What you need to do =
1. In the forum post on handling missing features below, shorten the paragraph that begins "(Note: I don't particularly care about what the missing values themselves are" while keeping its main facts.
2. In the forum post on handling missing features below, which row of the example data has a missing value?
3. Translate into Spanish this sentence from the forum post on handling missing features below: "Is this actually a reasonable approach?"

Text extract =

* * *

I know there are tutorials/examples on imputing entirely missing observations, but are there any examples or hints as to how to handle missing features? For example, if the data looks like:
np.array(
[[1, .8, 1],
[1, .5, .8],
[.8, .8, 1],
[.2, nan, 0.2],
…])
and the model is something like:
def model(data):
mus = ny.sample("mus", Normal(0, 1).expand((3,)))
chol = ny.sample("chol", LKJCholesky(3, concentration=1))
ny.sample("ys", MultivariateNormal(mus, scale_tril=chol), obs=data)
it would be nice to be able to use the remaining features that are present in the fourth row to improve the estimates of mu for the first and third column and to improve the estimates of their covariances.
(Note: I don’t particularly care about what the missing values themselves are. So I don’t necessarily need to treat the missing values as latent variables and impute them as the examples/tutorials usually do. I just care about improving my estimates of mus
and chol
.)
One approach that seems sort of reasonable to me is to do something like:
ys = ny.sample("ys", MultivariateNormal(mus, scale_tril=chol))
present_idx = np.nonzero(~np.isnan(data))
ny.deterministic("observed_ys", ys.at[present_idx].get(), obs=data.at[present_idx].get())
But deterministic
doesn’t support obs
. Is this actually a reasonable approach? Is there some way to emulate this approach in numpyro
given the absence of obs
support in deterministic
?

* * *

Dataset content =

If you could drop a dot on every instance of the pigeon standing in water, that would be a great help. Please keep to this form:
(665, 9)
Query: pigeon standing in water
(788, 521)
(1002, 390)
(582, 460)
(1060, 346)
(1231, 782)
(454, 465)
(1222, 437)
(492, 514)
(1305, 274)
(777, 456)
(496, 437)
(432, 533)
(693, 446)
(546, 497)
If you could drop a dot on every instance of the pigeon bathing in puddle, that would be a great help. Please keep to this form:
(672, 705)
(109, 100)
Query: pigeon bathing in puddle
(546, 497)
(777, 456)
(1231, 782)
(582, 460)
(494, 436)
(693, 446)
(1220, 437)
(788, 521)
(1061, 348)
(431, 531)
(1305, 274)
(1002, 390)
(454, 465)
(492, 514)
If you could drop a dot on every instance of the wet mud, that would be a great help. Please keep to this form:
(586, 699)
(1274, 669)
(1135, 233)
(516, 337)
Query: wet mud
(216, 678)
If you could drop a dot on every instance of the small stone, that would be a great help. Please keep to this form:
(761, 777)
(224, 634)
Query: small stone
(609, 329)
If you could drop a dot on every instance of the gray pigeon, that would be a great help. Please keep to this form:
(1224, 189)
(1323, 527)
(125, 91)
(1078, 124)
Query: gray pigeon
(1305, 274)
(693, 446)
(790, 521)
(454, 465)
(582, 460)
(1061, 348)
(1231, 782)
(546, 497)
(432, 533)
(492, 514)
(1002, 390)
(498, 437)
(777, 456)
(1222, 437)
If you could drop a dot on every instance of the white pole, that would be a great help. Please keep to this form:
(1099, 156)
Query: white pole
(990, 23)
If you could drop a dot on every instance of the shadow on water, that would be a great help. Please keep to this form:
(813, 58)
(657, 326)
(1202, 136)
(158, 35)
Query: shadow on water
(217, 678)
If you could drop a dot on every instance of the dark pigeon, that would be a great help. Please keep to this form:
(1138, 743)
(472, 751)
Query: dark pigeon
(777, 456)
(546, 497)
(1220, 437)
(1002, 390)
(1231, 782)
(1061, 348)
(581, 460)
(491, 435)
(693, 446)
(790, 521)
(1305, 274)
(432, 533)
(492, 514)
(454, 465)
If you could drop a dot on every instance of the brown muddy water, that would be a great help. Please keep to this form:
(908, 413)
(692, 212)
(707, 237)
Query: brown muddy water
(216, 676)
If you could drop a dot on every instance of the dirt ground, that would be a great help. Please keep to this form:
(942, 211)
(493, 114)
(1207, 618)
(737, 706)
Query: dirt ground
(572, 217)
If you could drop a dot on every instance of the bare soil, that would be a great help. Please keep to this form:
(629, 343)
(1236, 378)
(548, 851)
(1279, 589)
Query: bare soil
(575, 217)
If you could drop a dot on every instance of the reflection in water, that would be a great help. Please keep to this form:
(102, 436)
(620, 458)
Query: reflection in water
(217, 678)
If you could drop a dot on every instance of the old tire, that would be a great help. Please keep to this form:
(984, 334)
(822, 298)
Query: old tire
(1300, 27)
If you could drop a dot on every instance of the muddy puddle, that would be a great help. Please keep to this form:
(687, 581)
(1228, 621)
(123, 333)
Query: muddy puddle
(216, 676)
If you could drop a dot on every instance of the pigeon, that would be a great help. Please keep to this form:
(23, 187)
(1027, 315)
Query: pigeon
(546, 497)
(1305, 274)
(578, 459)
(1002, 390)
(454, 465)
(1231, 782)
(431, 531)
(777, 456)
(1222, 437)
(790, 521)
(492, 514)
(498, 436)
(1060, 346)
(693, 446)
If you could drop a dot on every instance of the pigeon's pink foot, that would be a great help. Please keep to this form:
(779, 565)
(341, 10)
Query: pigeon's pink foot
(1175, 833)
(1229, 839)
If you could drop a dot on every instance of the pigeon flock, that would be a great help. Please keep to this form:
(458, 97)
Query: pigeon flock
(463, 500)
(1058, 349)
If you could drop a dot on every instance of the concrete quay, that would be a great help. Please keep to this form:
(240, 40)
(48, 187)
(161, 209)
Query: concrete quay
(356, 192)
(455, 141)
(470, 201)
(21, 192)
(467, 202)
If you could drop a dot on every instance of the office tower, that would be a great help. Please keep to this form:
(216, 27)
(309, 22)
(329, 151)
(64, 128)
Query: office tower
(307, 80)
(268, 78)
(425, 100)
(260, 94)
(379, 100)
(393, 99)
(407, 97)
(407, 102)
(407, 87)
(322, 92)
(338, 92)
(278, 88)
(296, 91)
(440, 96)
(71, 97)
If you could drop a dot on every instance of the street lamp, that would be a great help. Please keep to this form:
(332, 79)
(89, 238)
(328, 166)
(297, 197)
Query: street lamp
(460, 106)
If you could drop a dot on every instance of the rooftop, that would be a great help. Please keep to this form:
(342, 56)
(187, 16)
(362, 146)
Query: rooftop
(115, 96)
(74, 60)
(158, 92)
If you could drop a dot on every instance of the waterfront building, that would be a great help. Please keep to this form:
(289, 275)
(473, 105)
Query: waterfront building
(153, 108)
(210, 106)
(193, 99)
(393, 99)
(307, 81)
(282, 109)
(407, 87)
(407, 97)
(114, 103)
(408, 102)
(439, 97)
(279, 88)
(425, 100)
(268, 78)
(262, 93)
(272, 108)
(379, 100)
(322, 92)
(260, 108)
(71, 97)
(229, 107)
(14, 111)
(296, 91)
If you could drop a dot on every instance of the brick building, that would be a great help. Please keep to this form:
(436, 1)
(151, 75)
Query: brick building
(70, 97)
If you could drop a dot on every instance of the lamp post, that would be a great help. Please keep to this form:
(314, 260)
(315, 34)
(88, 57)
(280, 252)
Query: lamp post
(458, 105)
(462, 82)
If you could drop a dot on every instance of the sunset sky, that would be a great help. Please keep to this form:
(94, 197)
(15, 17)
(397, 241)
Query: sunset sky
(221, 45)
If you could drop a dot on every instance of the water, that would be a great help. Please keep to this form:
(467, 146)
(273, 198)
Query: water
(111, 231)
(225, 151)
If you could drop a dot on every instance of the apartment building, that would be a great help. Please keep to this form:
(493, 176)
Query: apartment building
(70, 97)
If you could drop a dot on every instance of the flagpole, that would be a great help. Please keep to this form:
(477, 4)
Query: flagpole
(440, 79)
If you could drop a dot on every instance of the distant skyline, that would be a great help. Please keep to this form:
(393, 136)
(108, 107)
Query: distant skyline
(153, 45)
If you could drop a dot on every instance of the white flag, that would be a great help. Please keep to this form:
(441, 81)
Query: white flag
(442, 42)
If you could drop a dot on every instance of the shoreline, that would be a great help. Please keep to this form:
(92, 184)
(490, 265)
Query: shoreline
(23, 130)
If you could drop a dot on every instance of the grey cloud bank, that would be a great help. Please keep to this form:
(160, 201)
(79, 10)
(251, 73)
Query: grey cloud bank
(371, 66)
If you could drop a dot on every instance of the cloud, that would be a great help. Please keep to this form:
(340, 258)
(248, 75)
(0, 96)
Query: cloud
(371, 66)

* * *

Answers to each task =
1. The missing values themselves don't matter, so they needn't be treated as latent variables and imputed the way examples and tutorials usually do; the only goal is better estimates of mus and chol.

2. The fourth row.

3. ¿Es este realmente un enfoque razonable?